> [Task description]
Starting at the top of the items and stopping after the line that contains "x=270 y=256", set out each line as a numbered list. Skip any blank lines, and leave the pictures out.
─── Items ───
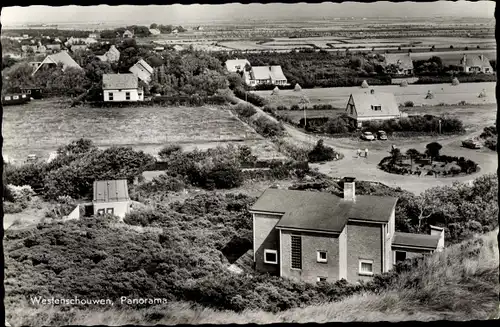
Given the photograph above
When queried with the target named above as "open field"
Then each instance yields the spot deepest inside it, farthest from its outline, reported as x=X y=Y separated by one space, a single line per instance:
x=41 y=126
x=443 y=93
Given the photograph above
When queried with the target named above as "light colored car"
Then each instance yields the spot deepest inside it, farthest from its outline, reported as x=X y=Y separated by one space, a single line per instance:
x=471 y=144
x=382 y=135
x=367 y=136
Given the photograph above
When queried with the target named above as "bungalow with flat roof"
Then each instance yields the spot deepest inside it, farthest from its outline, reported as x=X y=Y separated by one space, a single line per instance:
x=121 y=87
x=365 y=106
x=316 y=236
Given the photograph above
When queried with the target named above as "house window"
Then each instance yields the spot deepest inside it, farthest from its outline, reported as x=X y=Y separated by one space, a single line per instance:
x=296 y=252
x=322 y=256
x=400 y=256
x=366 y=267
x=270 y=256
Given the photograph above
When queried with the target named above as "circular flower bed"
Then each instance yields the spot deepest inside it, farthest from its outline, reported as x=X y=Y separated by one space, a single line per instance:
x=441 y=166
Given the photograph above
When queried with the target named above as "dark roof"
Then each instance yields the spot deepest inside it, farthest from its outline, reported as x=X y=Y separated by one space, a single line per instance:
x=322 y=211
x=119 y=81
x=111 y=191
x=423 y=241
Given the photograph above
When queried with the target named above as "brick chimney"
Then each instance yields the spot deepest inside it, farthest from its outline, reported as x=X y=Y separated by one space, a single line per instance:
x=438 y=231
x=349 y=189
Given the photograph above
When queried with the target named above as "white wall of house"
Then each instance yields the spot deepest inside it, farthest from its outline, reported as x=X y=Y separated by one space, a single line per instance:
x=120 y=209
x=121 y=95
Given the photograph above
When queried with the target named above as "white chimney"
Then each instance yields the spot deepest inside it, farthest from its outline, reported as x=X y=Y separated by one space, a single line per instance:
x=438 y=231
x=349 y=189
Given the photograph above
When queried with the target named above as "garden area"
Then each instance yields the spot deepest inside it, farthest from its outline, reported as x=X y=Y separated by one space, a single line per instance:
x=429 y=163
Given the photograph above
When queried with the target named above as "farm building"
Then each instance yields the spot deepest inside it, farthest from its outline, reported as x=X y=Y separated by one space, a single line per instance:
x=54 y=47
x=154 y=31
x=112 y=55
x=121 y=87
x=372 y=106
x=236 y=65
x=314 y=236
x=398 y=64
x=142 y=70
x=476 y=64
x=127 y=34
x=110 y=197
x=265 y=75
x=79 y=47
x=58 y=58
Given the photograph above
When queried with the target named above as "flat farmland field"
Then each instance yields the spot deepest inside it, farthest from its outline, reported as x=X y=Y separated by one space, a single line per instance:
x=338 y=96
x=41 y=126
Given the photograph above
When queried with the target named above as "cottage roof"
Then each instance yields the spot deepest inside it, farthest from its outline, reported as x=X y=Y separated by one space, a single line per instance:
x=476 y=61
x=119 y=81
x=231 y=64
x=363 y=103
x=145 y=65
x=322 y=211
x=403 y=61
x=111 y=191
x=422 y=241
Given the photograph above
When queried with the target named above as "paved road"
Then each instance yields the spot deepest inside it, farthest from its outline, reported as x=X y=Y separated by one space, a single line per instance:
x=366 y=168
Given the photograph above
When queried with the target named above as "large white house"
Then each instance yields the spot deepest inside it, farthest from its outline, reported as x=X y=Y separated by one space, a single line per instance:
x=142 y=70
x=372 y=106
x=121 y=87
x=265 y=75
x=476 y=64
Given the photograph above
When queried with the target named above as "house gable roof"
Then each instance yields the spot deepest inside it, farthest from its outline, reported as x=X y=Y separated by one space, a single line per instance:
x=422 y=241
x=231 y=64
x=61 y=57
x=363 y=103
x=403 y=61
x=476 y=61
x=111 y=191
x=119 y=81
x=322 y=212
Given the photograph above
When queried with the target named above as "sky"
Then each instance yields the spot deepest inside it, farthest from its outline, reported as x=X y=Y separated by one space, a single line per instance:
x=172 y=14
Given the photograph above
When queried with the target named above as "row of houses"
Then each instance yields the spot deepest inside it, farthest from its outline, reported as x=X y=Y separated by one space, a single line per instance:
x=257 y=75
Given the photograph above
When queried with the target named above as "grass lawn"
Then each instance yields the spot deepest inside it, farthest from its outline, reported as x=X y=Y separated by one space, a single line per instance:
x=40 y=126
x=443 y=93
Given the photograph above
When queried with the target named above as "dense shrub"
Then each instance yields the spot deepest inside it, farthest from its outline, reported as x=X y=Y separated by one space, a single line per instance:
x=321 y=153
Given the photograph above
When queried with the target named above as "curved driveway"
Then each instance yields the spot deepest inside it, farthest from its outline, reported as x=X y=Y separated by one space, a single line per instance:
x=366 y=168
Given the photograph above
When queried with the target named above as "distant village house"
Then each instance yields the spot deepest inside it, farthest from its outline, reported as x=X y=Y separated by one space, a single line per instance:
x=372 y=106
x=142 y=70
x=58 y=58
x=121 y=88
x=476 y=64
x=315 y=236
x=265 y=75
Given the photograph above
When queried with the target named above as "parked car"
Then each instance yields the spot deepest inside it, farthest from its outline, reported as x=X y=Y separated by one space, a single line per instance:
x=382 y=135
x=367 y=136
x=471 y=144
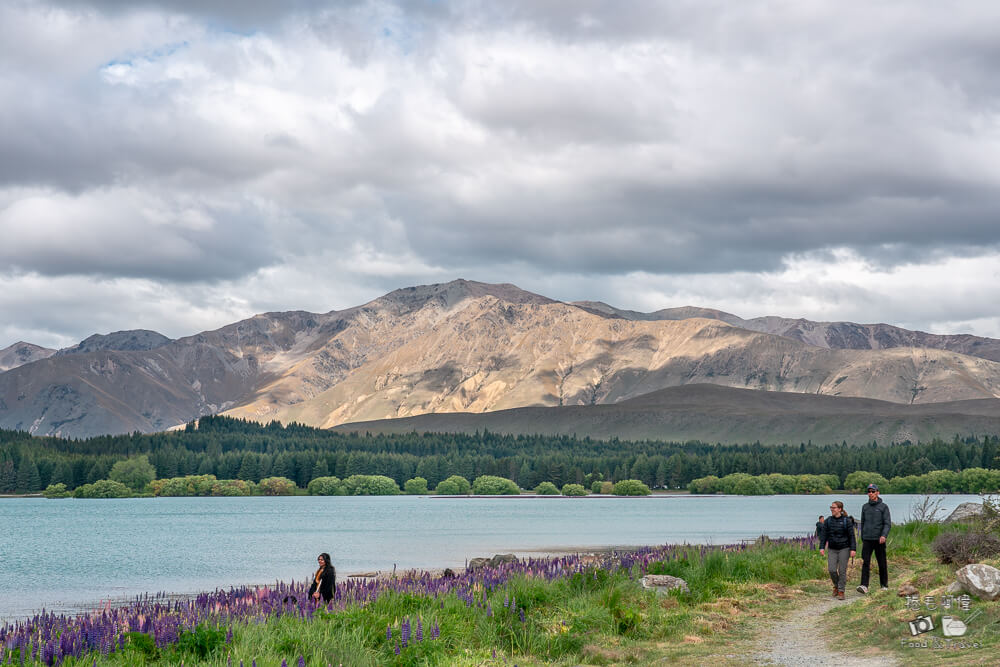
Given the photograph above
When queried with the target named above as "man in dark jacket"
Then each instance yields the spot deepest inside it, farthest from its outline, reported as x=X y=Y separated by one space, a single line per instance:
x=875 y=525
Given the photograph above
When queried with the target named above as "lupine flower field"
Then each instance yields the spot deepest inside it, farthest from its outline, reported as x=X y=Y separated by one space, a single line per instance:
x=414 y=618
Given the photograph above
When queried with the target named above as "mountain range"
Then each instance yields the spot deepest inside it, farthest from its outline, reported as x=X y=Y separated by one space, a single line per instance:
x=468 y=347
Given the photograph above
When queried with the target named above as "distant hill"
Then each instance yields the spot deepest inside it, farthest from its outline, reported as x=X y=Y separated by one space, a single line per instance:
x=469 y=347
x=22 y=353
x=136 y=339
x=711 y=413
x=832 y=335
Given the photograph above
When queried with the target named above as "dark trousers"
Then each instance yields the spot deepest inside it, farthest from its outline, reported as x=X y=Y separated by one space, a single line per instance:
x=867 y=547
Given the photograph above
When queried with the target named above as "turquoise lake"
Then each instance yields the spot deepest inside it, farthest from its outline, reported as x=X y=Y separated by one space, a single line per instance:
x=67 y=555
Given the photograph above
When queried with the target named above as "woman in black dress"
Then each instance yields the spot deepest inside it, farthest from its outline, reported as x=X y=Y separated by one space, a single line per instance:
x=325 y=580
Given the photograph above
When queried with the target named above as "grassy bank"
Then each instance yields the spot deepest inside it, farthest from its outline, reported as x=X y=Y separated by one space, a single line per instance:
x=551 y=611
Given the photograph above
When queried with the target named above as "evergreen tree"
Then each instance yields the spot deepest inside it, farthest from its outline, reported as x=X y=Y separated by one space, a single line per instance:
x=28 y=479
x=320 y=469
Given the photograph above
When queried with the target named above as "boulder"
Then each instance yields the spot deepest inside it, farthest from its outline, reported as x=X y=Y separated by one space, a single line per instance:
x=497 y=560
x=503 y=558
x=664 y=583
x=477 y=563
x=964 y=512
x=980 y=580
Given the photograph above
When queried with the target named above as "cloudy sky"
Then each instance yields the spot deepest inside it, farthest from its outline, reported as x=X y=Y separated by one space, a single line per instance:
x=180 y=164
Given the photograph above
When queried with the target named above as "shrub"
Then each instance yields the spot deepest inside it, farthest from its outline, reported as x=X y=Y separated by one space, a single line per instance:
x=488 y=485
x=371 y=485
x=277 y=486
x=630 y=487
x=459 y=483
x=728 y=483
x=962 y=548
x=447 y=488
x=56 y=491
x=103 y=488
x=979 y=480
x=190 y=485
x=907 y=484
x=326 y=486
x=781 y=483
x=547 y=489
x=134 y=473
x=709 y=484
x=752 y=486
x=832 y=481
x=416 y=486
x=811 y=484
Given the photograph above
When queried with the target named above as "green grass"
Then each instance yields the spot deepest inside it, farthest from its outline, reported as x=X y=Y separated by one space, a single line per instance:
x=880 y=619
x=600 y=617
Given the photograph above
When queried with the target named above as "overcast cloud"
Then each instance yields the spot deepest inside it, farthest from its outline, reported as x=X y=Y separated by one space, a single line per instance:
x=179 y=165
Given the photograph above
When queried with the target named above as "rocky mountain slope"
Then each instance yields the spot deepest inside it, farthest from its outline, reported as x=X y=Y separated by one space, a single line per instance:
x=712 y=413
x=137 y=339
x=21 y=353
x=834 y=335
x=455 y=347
───
> [Solution to this problem]
1. Given the photograph above
2. When queried with the target named above as "open field"
3. Then each instance yields the spot deepest inside it, farthest from its outline, reported as x=X y=Y separated by one space, a single line per instance:
4. x=41 y=126
5. x=443 y=93
6. Given the photograph above
7. When queried with the target named above as "light colored car"
8. Then each instance yields the spot deepest inside it, farthest from its outline, reported as x=X y=Y separated by one space, a single line per instance:
9. x=471 y=144
10. x=382 y=135
11. x=367 y=136
12. Given the photograph above
13. When queried with the target named above as "bungalow with flat roof"
14. Then each instance yields the spot deepest inside it, farthest from its outline, reported as x=X y=Y separated by one space, a single line per instance:
15. x=121 y=87
16. x=365 y=106
17. x=316 y=236
18. Given the photograph above
19. When queried with the target named above as "house window"
20. Then each instance yields the spot deepest inside it, farthest from its outline, reported as x=X y=Y separated by one space, a single line per instance:
21. x=296 y=252
22. x=322 y=256
23. x=400 y=256
24. x=366 y=267
25. x=270 y=256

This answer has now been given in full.